BEGIN

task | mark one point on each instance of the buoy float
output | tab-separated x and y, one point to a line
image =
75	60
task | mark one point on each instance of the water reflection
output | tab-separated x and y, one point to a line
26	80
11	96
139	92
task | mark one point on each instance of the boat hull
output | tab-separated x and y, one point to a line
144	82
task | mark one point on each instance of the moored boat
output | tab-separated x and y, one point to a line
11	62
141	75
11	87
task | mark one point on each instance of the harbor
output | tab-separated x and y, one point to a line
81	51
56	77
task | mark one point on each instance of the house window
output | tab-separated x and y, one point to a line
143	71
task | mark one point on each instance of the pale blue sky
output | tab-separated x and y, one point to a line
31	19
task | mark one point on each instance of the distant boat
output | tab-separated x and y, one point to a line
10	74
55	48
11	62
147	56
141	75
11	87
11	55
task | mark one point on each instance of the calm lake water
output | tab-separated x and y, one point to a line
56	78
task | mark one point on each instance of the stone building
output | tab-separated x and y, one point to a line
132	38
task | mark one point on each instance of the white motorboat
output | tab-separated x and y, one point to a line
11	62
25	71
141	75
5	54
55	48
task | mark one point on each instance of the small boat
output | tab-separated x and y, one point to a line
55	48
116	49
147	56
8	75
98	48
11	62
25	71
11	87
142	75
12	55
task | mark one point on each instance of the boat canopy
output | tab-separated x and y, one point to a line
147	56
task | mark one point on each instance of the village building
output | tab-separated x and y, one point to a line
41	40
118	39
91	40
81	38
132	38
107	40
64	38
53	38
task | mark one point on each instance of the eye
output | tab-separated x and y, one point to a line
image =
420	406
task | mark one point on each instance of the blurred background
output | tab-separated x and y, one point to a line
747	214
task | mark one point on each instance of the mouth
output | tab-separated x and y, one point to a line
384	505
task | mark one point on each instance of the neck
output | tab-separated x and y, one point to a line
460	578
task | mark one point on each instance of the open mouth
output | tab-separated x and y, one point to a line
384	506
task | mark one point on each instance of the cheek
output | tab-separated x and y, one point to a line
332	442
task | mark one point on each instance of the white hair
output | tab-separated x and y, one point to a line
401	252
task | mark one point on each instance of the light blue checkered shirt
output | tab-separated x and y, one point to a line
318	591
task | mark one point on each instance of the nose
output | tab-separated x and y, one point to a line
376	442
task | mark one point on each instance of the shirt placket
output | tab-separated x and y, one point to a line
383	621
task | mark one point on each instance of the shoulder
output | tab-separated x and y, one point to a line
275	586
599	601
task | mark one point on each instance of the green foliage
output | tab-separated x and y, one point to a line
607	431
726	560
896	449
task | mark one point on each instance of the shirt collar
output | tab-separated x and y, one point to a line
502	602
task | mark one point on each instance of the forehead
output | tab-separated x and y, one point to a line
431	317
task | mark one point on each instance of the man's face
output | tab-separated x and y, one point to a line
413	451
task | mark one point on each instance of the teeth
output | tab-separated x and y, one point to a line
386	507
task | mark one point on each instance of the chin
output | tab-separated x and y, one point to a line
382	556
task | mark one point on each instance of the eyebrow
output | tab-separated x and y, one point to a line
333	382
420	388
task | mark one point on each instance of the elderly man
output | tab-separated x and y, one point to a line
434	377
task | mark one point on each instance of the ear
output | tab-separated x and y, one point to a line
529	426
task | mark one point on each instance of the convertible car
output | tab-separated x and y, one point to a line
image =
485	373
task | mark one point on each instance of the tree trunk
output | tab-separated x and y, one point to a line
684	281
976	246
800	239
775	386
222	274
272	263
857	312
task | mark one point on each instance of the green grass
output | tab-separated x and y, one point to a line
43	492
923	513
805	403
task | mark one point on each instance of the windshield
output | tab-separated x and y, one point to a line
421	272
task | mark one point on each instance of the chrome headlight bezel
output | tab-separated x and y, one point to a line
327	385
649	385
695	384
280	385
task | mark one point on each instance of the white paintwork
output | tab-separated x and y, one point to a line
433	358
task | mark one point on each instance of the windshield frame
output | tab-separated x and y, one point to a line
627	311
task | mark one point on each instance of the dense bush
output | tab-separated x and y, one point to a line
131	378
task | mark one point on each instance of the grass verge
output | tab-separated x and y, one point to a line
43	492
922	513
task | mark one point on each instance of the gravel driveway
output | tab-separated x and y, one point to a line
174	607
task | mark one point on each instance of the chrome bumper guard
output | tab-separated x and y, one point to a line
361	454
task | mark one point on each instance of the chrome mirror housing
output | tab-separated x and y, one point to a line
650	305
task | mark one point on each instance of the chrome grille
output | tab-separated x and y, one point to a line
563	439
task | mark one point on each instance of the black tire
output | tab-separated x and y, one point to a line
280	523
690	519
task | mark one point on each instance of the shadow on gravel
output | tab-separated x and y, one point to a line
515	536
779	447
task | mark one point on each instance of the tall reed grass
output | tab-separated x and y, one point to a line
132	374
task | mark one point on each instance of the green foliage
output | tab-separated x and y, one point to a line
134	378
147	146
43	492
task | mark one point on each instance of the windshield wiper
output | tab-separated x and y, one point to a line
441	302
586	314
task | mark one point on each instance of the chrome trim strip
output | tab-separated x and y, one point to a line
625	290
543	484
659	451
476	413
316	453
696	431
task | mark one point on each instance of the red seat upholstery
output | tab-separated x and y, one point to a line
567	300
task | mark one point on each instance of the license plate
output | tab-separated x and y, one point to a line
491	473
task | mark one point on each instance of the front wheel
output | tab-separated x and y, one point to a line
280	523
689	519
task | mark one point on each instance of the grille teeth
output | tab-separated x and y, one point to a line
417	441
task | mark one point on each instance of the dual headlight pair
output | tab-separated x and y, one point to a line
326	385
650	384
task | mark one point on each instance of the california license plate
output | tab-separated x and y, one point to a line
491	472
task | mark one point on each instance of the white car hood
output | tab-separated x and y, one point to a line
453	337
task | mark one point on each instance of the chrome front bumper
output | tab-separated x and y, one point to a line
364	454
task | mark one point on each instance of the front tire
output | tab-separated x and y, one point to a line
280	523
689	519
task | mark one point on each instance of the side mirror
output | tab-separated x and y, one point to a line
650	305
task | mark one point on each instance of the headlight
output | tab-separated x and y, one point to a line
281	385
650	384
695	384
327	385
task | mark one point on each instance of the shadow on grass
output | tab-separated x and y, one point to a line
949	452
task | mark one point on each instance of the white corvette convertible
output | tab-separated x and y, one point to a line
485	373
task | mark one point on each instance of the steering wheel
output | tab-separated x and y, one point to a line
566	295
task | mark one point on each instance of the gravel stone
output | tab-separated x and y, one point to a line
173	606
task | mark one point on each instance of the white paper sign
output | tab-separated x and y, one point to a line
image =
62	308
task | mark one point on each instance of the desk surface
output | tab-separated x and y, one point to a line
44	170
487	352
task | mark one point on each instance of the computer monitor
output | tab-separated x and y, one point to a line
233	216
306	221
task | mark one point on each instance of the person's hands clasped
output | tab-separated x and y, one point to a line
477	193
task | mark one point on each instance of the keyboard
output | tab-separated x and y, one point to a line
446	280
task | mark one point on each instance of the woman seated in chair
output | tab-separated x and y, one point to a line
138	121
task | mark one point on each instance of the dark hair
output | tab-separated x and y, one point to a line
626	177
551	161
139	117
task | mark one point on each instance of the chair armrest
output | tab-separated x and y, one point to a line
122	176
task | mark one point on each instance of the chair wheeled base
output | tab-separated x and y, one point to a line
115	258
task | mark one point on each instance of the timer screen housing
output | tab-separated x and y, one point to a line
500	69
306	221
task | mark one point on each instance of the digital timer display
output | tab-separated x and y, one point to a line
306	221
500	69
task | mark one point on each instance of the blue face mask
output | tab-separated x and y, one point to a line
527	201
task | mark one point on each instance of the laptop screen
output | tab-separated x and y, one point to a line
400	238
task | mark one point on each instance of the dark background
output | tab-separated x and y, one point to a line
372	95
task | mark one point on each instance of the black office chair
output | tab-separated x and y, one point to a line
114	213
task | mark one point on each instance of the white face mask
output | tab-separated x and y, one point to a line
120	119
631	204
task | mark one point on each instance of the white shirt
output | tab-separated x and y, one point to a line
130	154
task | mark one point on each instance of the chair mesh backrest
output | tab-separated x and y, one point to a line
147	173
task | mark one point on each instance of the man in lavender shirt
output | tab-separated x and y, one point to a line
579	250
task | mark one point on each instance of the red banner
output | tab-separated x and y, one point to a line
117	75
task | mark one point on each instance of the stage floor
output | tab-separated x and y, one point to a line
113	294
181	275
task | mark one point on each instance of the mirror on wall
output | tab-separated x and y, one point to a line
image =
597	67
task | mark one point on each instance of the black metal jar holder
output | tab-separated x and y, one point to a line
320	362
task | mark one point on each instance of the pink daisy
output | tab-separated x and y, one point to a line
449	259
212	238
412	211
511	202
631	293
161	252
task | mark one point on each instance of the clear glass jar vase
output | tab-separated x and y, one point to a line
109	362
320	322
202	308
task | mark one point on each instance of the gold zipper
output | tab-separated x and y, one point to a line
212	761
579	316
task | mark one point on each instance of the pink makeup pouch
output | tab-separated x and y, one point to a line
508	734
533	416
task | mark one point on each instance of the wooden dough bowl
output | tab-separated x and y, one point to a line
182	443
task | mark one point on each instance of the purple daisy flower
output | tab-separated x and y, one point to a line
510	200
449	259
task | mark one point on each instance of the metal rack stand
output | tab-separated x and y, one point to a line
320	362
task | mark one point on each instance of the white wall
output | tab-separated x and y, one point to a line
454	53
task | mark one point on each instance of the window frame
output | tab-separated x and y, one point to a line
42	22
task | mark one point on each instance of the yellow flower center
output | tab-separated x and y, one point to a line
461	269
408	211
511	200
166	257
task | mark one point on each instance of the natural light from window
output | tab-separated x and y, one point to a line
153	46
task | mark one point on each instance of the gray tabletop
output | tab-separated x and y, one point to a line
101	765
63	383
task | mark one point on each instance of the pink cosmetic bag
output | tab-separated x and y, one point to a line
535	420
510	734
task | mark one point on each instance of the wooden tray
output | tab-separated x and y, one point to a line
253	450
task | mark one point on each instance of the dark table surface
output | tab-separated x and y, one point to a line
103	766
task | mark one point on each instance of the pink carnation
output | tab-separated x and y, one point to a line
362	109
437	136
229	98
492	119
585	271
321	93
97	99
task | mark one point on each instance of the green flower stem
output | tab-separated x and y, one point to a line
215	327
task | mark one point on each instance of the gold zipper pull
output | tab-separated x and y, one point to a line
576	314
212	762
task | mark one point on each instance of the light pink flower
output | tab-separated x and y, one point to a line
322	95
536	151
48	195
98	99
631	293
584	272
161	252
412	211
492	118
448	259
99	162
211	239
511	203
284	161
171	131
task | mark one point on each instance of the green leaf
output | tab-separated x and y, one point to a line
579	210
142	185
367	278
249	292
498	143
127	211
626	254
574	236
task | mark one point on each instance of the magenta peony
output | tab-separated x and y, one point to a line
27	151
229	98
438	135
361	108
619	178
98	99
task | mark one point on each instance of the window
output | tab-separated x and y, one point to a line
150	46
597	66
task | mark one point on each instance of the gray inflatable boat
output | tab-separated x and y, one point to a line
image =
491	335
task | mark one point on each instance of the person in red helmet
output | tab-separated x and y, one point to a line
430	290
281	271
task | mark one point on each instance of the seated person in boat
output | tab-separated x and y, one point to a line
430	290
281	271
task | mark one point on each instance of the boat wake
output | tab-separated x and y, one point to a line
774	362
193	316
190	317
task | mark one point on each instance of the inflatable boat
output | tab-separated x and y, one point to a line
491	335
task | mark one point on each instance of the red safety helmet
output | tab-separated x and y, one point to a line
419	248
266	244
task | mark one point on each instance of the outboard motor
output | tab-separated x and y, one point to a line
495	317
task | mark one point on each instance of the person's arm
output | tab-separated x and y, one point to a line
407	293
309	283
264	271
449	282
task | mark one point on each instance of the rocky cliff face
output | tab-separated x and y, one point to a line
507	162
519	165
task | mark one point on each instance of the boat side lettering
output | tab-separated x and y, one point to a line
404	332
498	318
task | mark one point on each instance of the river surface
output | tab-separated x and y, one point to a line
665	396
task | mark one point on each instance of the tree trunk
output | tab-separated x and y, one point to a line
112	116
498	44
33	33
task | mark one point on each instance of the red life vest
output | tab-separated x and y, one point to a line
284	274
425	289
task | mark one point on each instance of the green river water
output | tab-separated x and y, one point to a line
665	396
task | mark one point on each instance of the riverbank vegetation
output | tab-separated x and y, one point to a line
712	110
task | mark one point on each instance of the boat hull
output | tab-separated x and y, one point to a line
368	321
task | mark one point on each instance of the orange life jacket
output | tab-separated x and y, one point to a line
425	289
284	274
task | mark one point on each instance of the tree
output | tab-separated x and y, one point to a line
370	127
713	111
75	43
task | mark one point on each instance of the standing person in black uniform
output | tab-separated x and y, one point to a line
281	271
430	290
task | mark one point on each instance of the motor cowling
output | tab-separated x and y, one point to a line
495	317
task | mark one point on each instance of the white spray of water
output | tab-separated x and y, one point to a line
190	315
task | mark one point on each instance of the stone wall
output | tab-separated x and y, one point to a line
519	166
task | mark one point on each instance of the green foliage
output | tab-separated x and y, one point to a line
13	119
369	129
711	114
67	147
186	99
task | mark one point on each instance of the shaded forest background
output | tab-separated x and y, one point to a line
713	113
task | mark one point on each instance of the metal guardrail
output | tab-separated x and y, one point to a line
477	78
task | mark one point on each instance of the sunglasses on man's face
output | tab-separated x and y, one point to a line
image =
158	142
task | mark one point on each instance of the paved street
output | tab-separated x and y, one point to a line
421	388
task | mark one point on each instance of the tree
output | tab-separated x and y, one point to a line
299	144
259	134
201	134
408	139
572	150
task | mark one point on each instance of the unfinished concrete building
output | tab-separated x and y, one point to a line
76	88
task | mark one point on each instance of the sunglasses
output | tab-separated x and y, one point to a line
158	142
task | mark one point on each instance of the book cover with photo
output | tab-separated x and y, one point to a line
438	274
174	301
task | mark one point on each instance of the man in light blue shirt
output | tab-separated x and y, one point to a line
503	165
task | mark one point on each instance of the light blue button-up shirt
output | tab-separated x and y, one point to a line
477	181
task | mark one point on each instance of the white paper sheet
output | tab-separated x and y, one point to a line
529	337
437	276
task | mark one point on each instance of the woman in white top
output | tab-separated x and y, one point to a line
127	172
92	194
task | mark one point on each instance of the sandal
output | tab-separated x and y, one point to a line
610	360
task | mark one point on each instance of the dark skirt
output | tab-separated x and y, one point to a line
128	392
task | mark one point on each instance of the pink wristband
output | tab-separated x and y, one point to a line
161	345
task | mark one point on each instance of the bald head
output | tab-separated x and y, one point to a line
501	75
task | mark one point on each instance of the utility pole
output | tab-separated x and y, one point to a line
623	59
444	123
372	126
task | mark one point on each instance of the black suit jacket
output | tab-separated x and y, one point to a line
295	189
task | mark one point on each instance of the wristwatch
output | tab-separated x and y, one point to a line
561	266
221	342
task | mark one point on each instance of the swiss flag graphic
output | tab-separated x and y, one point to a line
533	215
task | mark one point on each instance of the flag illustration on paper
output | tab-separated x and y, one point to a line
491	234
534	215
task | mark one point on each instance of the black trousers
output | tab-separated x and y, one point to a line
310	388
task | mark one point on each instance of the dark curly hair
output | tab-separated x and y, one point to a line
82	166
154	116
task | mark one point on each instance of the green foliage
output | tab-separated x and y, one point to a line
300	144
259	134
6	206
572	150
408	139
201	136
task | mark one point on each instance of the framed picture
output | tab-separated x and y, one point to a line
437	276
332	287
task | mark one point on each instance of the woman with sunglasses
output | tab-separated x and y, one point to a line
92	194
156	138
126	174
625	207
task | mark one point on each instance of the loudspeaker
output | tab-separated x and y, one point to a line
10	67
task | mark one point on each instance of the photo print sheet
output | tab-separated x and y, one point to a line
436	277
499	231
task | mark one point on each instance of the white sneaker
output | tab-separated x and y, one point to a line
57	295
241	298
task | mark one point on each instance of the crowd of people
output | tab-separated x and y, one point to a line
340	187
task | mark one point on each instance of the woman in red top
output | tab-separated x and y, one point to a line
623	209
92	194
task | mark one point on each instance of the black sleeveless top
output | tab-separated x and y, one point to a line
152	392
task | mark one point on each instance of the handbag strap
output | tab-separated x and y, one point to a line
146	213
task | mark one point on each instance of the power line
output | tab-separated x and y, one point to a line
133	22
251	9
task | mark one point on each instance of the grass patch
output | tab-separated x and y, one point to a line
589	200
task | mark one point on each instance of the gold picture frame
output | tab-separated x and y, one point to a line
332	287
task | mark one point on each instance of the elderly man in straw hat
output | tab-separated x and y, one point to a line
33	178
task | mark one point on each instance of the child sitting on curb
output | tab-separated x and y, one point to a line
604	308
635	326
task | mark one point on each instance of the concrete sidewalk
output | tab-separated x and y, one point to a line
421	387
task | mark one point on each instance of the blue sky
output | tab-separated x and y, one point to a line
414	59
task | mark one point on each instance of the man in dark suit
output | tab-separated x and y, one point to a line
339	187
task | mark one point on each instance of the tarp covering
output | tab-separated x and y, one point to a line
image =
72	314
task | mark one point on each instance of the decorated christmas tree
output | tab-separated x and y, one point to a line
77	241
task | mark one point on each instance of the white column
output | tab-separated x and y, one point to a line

END

Required work
Copy out each line of the data containing the string "elderly".

Task response
task | mark one point on each instance of the elderly man
task | mark one point on each instance of the elderly man in straw hat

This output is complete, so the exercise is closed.